To enhance the existing rule-based strategy for pair trading using a Deep Q-Network (DQN), we can replace the rule-based signals with a reinforcement learning (RL) approach. The purpose for RL step is to find 'when' to trade and 'how much' to trade by interacting with observation space, action space and reward space.

Key Points:

Teachnique: DQN Strategy

Dynamic Pair Selection & Training Process
1. Formation Period (Year T): Select correlated pairs using PCA
2. Training Period (Year T+1): Train RL agent on selected pairs
3. Testing Period (Year T+2): Test agent on newly generated pairs
4. Repeat process by rolling forward one year for robust validation

![image.png](attachment:./attachment:853841c4-393a-4b7c-870b-290257aa81f2.png)

Model Architecture
1. Deep Q-Network (DQN) for automated trading decisions 
2. State space includes normalized spread, z-score, position metrics
3. Action space: Long (1), Neutral (0), Short (-1) positions
4. Reward = Return - beta * (RL action - rule-based strategy action)

(Region annotation records)

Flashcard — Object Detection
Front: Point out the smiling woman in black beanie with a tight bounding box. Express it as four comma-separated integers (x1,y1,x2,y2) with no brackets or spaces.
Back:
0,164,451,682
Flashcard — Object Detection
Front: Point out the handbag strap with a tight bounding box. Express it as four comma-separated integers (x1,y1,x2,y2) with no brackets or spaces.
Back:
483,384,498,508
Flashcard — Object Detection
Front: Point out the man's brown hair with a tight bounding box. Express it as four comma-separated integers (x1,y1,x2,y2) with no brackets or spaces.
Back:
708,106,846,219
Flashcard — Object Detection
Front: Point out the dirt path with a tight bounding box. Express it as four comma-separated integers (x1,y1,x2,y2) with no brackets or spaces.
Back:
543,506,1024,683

▶ _Given problem_:
Write out the text on DQN pair trading from "Dynamic Pair Selection" up to and including "rule-based strategy action)", switching each "Period" to "Phase". The records have no connection to the text.

▶ _The response_:
Dynamic Pair Selection & Training Process
1. Formation Phase (Year T): Select correlated pairs using PCA
2. Training Phase (Year T+1): Train RL agent on selected pairs
3. Testing Phase (Year T+2): Test agent on newly generated pairs
4. Repeat process by rolling forward one year for robust validation

![image.png](attachment:./attachment:853841c4-393a-4b7c-870b-290257aa81f2.png)

Model Architecture
1. Deep Q-Network (DQN) for automated trading decisions 
2. State space includes normalized spread, z-score, position metrics
3. Action space: Long (1), Neutral (0), Short (-1) positions
4. Reward = Return - beta * (RL action - rule-based strategy action)